*** Quoted text
From 1979 onwards, every Novacon SF Convention featured a free special with a short story donated by that year’s guest of honour. This anthology features a selection from those specials.

Stephen Baxter’s ‘Chiron’ is set in his ‘Xeelee Sequence’ universe but stands alone just fine. Anna Gage is a top pilot who was lucky enough to be in space when the alien Squeem conquered the Solar System. She finds a colony of free humans on Chiron, ‘a dirty snowball two hundred miles across’ that loops between the orbits of Saturn and Uranus.

Should they fight or run away? The story stretches so far beyond this premise, in time and space, that a summary would be pointless, but it certainly evokes that good old sense of wonder.

‘The Spheres’ by Iain M. Banks was part of the first draft of his novel ‘Transition’ but he cut it when his plans changed. With some revision, it makes for a complex short story with multiple points of view. The spheres, glowing balls of light, float over the surface of a shallow lake and sometimes down the streets of Last Resort, the steam age city on the shore.

They seem to be intelligent. This, too, goes off in unexpected directions but that’s the joy of short stories.
******
*** Provided material
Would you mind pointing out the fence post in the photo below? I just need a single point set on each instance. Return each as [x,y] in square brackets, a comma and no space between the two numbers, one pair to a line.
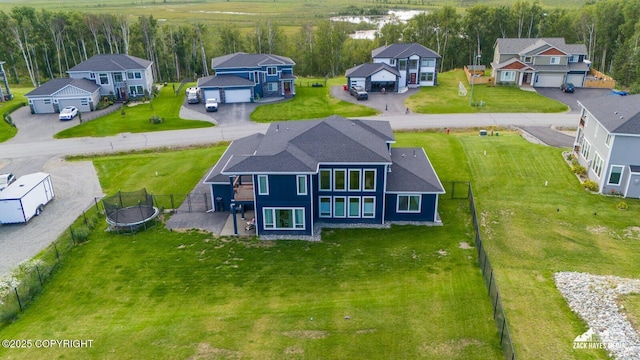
******
Reproduce the passage from the Novacon anthology review above, between "From 1979 onwards, every" and "from those specials.", inclusive.

**Solved problem:**
From 1979 onwards, every Novacon SF Convention featured a free special with a short story donated by that year’s guest of honour. This anthology features a selection from those specials.